*PASSAGE TO READ*:
— Start —

[ 
https://issues.apache.org/jira/browse/YARN-8771?page=com.atlassian.jira.plugin.system.issuetabpanels:all-tabpanel
 ]

Tao Yang updated YARN-8771:
---------------------------
    Description: 
We found this problem when cluster is almost but not exhausted (93% used), 
scheduler kept allocating for an app but always fail to commit, this can 
blocking requests from other apps and parts of cluster resource can't be used.

Reproduce this problem:
(1) use DominantResourceCalculator
(2) cluster resource has empty resource type, for example: gpu=0
(3) scheduler allocates container for app1 who has reserved containers and 
whose queue limit or user limit reached(used + required > limit). 

Reference codes in RegularContainerAllocator#assignContainer:
{code:java}
    // How much need to unreserve equals to:
    // max(required - headroom, amountNeedUnreserve)
    Resource headRoom = Resources.clone(currentResoureLimits.getHeadroom());
    Resource resourceNeedToUnReserve =
        Resources.max(rc, clusterResource,
            Resources.subtract(capability, headRoom),
            currentResoureLimits.getAmountNeededUnreserve());

    boolean needToUnreserve =
        Resources.greaterThan(rc, clusterResource,
            resourceNeedToUnReserve, Resources.none());
{code}
For example, resourceNeedToUnReserve can be <8GB, -6 cores, 0 gpu> when 
{{headRoom=<0GB, 8 vcores, 0 gpu>}} and {{capacity=<8GB, 2 vcores, 0 gpu>}}, 
needToUnreserve which is the result of {{Resources#greaterThan}} will be 
{{false}}. This is not reasonable because required resource did exceed the 
headroom and unreserve is needed.

— End —

[Stored dataset items]
— Start —

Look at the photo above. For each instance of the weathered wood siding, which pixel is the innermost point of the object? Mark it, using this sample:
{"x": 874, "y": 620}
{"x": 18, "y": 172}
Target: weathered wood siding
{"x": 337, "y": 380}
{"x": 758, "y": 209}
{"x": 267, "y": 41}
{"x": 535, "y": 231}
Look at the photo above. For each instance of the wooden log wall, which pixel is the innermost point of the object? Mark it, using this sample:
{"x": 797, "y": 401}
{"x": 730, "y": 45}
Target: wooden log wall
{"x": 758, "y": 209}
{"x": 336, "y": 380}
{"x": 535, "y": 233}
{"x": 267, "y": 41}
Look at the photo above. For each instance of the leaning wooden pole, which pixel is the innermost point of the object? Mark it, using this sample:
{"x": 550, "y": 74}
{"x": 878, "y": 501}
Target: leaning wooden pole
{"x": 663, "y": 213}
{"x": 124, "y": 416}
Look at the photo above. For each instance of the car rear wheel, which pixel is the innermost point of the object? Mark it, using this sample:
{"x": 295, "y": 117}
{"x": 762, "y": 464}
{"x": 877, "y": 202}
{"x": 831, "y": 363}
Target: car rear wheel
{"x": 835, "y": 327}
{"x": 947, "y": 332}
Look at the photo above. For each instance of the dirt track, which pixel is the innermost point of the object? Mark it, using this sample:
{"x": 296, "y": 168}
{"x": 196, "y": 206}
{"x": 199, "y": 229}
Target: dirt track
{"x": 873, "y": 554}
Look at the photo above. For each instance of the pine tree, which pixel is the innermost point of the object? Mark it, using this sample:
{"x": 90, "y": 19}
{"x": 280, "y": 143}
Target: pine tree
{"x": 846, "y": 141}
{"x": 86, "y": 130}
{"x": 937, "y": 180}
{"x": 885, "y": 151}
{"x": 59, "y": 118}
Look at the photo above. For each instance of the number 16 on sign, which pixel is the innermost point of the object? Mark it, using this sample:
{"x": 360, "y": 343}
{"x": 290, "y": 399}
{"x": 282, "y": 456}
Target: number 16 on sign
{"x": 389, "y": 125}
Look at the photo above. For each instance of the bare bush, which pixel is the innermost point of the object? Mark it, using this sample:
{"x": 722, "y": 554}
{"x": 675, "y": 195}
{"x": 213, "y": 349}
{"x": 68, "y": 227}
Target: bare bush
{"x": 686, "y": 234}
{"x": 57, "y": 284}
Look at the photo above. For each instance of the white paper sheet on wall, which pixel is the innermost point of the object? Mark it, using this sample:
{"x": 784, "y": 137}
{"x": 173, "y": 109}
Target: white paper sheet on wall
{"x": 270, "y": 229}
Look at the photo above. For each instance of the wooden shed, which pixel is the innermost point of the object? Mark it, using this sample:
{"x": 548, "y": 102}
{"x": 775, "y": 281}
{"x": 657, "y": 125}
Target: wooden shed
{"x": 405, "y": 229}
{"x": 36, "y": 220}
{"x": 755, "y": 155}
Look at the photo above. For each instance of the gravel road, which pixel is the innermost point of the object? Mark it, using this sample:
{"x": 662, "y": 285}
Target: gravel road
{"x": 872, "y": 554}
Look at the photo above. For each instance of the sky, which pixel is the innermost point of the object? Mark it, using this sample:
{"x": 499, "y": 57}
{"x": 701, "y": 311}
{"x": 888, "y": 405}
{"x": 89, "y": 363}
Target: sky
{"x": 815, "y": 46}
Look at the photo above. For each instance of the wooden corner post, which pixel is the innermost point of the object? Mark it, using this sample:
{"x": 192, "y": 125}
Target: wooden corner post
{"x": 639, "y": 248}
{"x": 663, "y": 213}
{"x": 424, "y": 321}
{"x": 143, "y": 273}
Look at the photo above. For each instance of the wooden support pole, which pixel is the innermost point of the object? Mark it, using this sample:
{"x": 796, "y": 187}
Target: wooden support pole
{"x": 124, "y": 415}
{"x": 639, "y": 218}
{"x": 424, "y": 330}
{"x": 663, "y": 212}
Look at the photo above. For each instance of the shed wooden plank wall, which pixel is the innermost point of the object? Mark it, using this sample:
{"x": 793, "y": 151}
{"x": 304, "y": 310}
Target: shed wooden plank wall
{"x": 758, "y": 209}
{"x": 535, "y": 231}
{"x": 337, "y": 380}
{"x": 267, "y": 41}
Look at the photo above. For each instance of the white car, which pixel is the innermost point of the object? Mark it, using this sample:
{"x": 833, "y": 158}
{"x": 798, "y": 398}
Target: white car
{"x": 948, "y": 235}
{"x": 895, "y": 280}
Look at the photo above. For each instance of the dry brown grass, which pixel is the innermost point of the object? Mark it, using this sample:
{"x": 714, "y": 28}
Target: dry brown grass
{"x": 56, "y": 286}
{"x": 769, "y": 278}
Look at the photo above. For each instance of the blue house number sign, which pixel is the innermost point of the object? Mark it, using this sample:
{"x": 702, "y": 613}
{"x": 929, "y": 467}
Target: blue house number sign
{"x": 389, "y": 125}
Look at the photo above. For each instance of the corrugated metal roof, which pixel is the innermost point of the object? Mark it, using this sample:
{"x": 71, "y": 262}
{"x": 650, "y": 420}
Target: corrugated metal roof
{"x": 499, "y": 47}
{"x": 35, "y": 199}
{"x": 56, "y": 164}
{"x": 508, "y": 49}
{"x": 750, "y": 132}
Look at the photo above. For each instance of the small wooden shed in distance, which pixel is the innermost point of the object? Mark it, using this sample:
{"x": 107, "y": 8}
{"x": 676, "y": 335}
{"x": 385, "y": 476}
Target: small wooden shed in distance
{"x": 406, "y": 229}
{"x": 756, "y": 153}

— End —

*GOAL 1*: Copy the stretch of the YARN issue description from "Reference codes in" through "- headroom, amountNeedUnreserve)".
*GOAL 2*: Select every line of the entries that contains the string "gravel".

*TASK RESPONSE 1*:
Reference codes in RegularContainerAllocator#assignContainer:
{code:java}
    // How much need to unreserve equals to:
    // max(required - headroom, amountNeedUnreserve)

*TASK RESPONSE 2*:
Look at the photo above. For each instance of the gravel road, which pixel is the innermost point of the object? Mark it, using this sample:
Target: gravel road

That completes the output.